§ Exercise requirements
#1 Translate this sentence from the PROC SURVEYFREQ options text into Spanish: "If you omit the DATA= option, the procedure uses the most recently created SAS data set."
#2 Carry the PROC SURVEYFREQ options text forward from its final sentence, writing the next part in the same reference style.

§ Selected extract
-
DATA=SAS-data-set
-
names the SAS-data-set to be analyzed by PROC SURVEYFREQ. If you omit the DATA= option, the procedure uses the most recently created SAS data set.
-
MISSING
-
treats missing values as a valid (nonmissing) category for all categorical variables, which include TABLES
, STRATA
, and CLUSTER
variables.
By default, if you do not specify the MISSING option, an observation is excluded from the analysis if it has a missing value
for any STRATA
or CLUSTER
variable. Additionally, PROC SURVEYFREQ excludes an observation from a frequency or crosstabulation table if that observation
has a missing value for any of the variables in the table request, unless you specify the MISSING option. For more information,
see the section Missing Values.
-
NOMCAR
-
includes observations with missing values of TABLES
variables in the variance computation as not missing completely at random (NOMCAR) for Taylor series variance estimation. When you specify the NOMCAR option, PROC SURVEYFREQ computes variance estimates
by analyzing the nonmissing values as a domain (subpopulation), where the entire population includes both nonmissing and missing
domains. For more information, see the section Missing Values.
By default, PROC SURVEYFREQ completely excludes an observation from a frequency or crosstabulation table (and the corresponding
variance computations) if that observation has a missing value for any of the variables in the table request, unless you specify
the MISSING
option. The NOMCAR option has no effect when you specify the MISSING option, which treats missing values as a valid nonmissing
level.
The NOMCAR option applies only to Taylor series variance estimation. The replication methods, which you can request by specifying
the VARMETHOD=BRR
and VARMETHOD=JACKKNIFE
options, do not use the NOMCAR option.
-
NOSUMMARY
-
suppresses the display of the "Data Summary" table, which PROC SURVEYFREQ produces by default. For information about this
table, see the section Data Summary Table.

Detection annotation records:
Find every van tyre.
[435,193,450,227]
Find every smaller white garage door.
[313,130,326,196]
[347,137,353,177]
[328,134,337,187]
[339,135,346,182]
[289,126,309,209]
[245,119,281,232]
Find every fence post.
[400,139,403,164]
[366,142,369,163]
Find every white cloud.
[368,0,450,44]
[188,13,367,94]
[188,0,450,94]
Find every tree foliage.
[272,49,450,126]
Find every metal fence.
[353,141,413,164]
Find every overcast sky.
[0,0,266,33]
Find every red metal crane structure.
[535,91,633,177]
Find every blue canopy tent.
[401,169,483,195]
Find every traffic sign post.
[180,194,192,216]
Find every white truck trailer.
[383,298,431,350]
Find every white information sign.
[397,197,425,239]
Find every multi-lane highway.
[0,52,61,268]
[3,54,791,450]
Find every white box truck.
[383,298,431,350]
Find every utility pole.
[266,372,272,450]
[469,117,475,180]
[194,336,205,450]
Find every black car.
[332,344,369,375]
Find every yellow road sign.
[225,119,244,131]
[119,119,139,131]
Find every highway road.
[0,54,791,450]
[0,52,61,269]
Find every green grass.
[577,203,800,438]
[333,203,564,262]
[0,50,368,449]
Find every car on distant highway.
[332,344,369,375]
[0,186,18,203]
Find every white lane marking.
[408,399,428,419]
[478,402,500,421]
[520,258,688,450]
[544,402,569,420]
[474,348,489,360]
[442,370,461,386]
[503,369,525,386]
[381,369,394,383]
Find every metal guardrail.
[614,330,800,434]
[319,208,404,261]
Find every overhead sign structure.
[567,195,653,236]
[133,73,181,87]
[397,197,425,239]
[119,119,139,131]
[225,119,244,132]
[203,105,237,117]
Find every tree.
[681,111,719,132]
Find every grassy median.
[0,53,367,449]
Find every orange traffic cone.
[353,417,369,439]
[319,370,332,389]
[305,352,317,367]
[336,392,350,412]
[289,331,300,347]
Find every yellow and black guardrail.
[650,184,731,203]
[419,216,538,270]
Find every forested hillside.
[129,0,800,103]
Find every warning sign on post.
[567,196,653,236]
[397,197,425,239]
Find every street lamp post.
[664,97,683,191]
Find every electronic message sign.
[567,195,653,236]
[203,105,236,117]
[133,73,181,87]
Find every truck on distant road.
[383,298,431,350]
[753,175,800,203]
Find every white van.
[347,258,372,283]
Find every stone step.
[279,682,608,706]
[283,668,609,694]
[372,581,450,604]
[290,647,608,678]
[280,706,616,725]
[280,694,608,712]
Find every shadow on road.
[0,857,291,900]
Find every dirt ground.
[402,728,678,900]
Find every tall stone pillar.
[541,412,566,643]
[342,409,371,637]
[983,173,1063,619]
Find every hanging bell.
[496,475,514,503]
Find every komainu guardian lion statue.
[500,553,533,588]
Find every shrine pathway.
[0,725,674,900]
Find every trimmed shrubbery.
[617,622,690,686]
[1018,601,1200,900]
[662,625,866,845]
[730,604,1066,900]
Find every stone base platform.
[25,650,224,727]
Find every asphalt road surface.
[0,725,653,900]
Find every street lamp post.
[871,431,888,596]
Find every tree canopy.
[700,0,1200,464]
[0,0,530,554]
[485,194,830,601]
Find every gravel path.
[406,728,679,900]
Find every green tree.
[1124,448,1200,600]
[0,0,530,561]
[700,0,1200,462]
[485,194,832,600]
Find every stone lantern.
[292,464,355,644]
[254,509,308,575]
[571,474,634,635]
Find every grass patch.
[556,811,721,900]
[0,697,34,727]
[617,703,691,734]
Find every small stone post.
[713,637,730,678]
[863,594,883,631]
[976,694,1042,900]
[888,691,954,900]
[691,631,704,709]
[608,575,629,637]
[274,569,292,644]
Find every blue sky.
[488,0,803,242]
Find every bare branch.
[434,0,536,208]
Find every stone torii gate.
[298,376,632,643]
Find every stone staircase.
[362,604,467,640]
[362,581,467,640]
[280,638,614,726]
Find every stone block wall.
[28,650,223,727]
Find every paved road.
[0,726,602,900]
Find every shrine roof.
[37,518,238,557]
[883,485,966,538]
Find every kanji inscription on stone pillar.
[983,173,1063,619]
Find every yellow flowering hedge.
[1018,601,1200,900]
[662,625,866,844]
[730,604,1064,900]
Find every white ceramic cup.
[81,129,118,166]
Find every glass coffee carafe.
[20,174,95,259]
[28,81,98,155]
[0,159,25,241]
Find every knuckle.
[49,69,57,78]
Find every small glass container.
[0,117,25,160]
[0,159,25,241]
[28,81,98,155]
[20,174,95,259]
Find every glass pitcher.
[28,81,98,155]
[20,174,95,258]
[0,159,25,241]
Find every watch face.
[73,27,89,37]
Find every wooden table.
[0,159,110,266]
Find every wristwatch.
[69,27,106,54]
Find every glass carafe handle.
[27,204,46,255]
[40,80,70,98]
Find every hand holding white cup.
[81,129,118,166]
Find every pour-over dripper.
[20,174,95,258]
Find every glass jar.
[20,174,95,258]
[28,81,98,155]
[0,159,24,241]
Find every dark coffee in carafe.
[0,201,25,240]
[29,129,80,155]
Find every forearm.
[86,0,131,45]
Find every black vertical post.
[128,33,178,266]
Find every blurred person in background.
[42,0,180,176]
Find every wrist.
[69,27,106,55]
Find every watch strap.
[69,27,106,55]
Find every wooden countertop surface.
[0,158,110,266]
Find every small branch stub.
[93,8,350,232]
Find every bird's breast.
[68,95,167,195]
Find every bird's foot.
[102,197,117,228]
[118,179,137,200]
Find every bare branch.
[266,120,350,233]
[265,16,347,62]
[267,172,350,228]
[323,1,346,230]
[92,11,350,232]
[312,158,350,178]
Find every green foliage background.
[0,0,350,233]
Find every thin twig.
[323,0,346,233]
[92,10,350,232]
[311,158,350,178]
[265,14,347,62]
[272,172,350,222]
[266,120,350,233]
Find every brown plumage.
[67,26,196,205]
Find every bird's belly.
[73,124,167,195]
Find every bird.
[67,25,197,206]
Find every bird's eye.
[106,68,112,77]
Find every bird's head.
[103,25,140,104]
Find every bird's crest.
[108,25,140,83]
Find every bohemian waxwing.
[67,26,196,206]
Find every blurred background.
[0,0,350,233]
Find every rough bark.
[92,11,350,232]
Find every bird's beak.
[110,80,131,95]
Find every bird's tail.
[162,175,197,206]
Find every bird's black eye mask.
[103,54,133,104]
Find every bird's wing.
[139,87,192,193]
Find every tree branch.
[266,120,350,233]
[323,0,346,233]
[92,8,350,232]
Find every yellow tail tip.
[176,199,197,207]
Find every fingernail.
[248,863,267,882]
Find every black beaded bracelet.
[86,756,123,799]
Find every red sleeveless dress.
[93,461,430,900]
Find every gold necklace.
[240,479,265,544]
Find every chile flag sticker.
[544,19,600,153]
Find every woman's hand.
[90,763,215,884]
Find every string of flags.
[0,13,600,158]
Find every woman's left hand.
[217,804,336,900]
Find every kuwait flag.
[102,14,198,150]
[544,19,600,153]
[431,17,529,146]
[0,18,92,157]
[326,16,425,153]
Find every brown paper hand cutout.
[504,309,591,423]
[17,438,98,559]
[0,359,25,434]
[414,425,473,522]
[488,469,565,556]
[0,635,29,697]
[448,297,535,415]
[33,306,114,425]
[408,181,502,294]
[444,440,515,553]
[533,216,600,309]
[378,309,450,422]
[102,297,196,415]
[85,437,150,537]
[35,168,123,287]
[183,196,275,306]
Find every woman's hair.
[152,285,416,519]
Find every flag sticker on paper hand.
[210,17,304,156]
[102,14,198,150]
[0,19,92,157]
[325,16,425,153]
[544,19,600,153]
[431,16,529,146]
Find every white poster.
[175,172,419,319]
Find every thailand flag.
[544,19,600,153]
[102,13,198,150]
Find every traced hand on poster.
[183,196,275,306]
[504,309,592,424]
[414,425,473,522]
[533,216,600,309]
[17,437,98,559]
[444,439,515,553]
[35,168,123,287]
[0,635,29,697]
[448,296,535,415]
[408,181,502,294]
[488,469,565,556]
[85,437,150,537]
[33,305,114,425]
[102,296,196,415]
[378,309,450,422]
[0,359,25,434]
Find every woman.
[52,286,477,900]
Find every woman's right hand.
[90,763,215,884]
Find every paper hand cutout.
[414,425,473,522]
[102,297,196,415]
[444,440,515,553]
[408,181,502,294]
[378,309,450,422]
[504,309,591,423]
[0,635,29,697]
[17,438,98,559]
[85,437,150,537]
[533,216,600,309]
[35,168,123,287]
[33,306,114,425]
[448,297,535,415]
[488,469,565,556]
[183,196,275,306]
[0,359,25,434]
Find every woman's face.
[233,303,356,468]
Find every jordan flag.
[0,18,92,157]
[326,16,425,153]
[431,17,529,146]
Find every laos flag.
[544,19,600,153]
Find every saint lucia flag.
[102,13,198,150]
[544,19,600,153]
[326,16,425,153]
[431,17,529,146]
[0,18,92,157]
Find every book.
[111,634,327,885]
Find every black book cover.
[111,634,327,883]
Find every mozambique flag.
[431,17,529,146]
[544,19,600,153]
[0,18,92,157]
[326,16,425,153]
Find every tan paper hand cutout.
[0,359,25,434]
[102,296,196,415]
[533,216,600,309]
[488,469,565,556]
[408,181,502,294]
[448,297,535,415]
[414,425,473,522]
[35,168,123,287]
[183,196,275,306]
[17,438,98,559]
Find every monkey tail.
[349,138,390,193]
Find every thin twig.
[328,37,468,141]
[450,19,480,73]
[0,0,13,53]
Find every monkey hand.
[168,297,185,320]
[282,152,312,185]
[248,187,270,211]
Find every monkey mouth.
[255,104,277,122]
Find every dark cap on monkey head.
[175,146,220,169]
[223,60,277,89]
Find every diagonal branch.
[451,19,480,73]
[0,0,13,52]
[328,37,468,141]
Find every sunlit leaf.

§ Exercise responses
#1 Si omite la opción DATA=, el procedimiento utiliza el conjunto de datos SAS creado más recientemente.

#2
-
ORDER=DATA | FORMATTED | FREQ | INTERNAL
-
specifies the order of the variable levels in the frequency and crosstabulation tables, which you request in the TABLES
statement. The ORDER= option also controls the order of the STRATA
variable levels in the "Stratum Information" table.
The ORDER= option can take the following values:
ORDER=
|
Levels Ordered By
|
DATA
|
Order of appearance in the input data set
|
FORMATTED
|
External formatted value, except for numeric variables with no explicit format, which are sorted by their unformatted (internal)
value
|
FREQ
|
Descending frequency count; levels with the most observations come first in the order
|
INTERNAL
|
Unformatted value
|
By default, ORDER=INTERNAL. The FORMATTED and INTERNAL orders are machine-dependent. The frequency count used by ORDER=FREQ
is the nonweighted frequency (sample size), rather than the weighted frequency.
For more information about sort order, see the chapter on the SORT procedure in the
Base SAS Procedures Guide and the discussion of BY-group processing in
SAS Language Reference: Concepts.
-
PAGE
-
displays only one table per page. Otherwise, PROC SURVEYFREQ displays multiple tables per page as space permits.
-
RATE=value | SAS-data-set
R=value | SAS-data-set
-
specifies the sampling rate, which PROC SURVEYFREQ uses to compute a finite population correction for Taylor series variance estimation. You can provide a single sampling rate value, or you can provide stratum sampling rates by specifying a SAS-data-set.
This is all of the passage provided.